> **SHORT EXERCISE A**
Repeat the passage from the Boost mailing list message from "- if you have a" through "last saved one.", starting at the first of these and ending at the second.
> **SHORT EXERCISE B**
Pick up the Boost mailing list message on hashing use cases where it stops, and continue writing it from that point.

> **ARTICLE**
———
Boost logo

Boost :

From: Peter Dimov (pdimov_at_[hidden])
Date: 2024-12-13 10:22:04


Samuel Neves wrote:
> One of the things that puzzles me about this library is its intended purpose.
> "Types don't know #" was clearly about hash types for use in hash tables,
> which explained why keying the hashes was mandatory. But it is unclear to me
> why MD5, SHA-1, and other cryptographic hashes are present here; they are
> way too inefficient to be of much use in hash tables, so there is little reason to
> include them. If, on the other hand, this is meant as a more general hashing
> library, I have strong objections as detailed below.

There exist intermediate use cases between "key in a hash table" and
"cryptographically secure hashing of a binary blob" that are also served by
the library. Some of them are:

- if you have a program with some program state S, represented by a C++ object,
  which the user can save to disk by means of e.g. Ctrl+S, you often want to know
  whether the current state has been saved or not (to display an indicator, or to
  decide whether to autosave on exit.) This is implemented by keeping a hash of
  the last save, and comparing the current hash to the last saved one.

- if you have something like Boost.Compute, which needs to compile shaders,
  you can keep a cache of already compiled shader binaries, along with the hashes
  of the source used to create them, and then skip the compilation if the source
  matches a hash of an already compiled binary.
———
> **GIVEN INFORMATION**
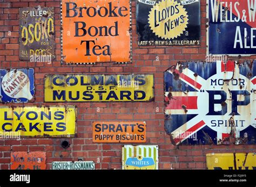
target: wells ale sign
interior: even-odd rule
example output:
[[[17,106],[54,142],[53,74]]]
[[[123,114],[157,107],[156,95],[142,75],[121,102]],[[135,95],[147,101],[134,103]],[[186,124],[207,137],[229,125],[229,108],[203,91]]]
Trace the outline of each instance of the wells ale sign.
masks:
[[[19,59],[55,58],[53,9],[19,9]]]
[[[199,45],[199,1],[139,0],[136,9],[139,46]]]
[[[62,0],[62,61],[130,62],[130,1]]]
———
> **RESPONSE A**
- if you have a program with some program state S, represented by a C++ object,
  which the user can save to disk by means of e.g. Ctrl+S, you often want to know
  whether the current state has been saved or not (to display an indicator, or to
  decide whether to autosave on exit.) This is implemented by keeping a hash of
  the last save, and comparing the current hash to the last saved one.

> **RESPONSE B**
https://github.com/boostorg/compute/blob/cf7907574d6159cd43e6cf687a7b656278c61dd0/include/boost/compute/detail/meta_kernel.hpp#L364

- if you need to send complex C++ objects over the network, you can first ask
  the remote endpoint "do you already have the object with this hash?" and if so,
  skip sending the object.

And there are many other cases isomorphic to the ones above.

In all of these cases, you want a very good quality hash function, one for which
you can ideally assume that collisions never happen, for some practical definition
of never (less than cosmic rays or random RAM bit flips, for instance). And
because of that, you want to be able to use a cryptographic, or ex-cryptographic,
hash function, even when there is no external attacker, because non-cryptographic
hash functions are generally optimized for speed and do not produce a sufficiently
long digest size. (But if a non-cryptographic hash works for you, you also want to
be able to use _that_, because more speed is always better than less speed, other
things being equal.)

In short, having a reliable framework for hashing arbitrary C++ objects with any
user-selected hash algorithm opens up a lot of possibilities that one might not
realize are there, and "how do I implement std::hash for my type" is only a small
fraction of them.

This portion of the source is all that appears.